** Data records follows **
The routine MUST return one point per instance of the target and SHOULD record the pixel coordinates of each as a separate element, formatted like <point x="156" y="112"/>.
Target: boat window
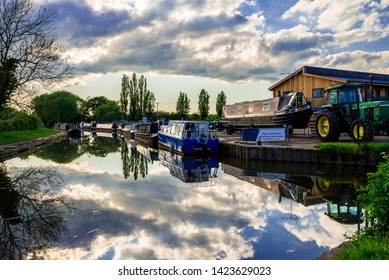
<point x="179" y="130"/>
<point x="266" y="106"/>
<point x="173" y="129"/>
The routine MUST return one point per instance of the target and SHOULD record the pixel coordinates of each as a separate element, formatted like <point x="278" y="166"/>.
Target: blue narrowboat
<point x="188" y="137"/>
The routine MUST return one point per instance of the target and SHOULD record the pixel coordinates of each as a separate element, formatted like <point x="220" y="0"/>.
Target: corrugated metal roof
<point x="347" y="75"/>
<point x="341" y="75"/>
** End of Data records **
** Data records follows **
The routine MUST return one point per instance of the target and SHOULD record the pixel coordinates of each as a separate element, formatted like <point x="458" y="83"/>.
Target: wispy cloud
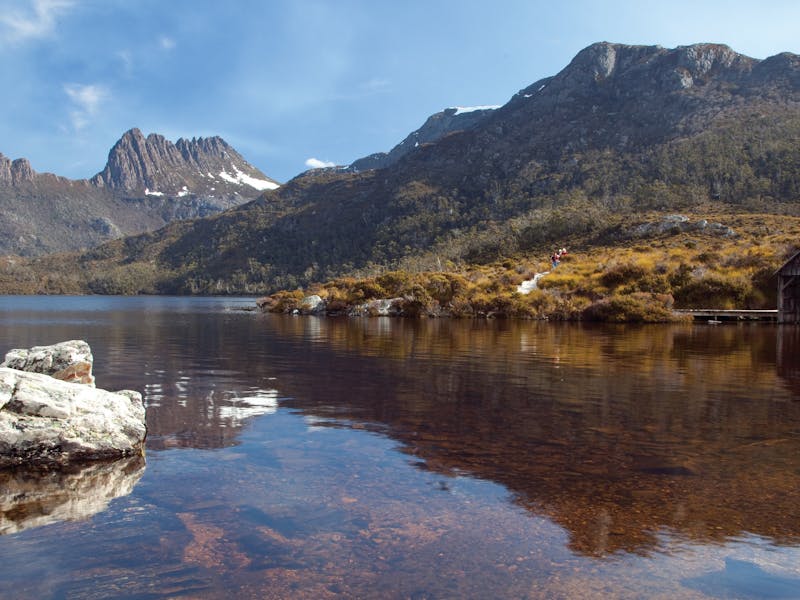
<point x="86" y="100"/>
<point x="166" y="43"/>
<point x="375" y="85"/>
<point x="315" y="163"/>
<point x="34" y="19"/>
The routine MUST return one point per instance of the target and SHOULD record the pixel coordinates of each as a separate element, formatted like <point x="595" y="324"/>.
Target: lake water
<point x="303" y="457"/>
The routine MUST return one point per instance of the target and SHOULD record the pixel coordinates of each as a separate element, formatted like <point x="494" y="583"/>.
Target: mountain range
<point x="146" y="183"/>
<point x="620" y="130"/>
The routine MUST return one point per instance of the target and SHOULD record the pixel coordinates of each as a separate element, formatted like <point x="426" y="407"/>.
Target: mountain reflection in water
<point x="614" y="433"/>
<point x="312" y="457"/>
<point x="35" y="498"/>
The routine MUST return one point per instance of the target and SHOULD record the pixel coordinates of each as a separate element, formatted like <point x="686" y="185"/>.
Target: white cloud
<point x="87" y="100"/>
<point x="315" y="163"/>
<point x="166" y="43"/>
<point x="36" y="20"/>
** End of Data records **
* [Task instructions]:
Each line in the data that holds the word "like" must be copied.

* [Task answer]:
The routine MUST return one point per instance of the target and SHOULD record the pixel coordinates of each as a separate element, formatted like <point x="156" y="112"/>.
The routine MUST return one point per instance of the target and SHOULD record the pixel coordinates of each as a separate element, formatted like <point x="278" y="166"/>.
The routine MUST return one point per instance of the target and SHOULD record the pixel coordinates of each as a separate element, formatted like <point x="220" y="0"/>.
The routine MUST return one point per instance of the target and SHOULD record the pixel coordinates of each as a separate element, formatted like <point x="458" y="83"/>.
The routine MUST return one point per instance of the target and SHOULD record the pixel coordinates of each as a separate element, formatted like <point x="595" y="324"/>.
The routine MUST return one point per instance of the target and SHOULD record the pixel coordinates of each as a separate element, formatted like <point x="494" y="583"/>.
The routine MUST return one point per instance of the target and SHOULD record the pixel coordinates of each as a separate element, formatted like <point x="426" y="407"/>.
The routine MUST return one point per instance of the target and SHOULD record the pixel coordinates of each as a separate element, formatted like <point x="686" y="185"/>.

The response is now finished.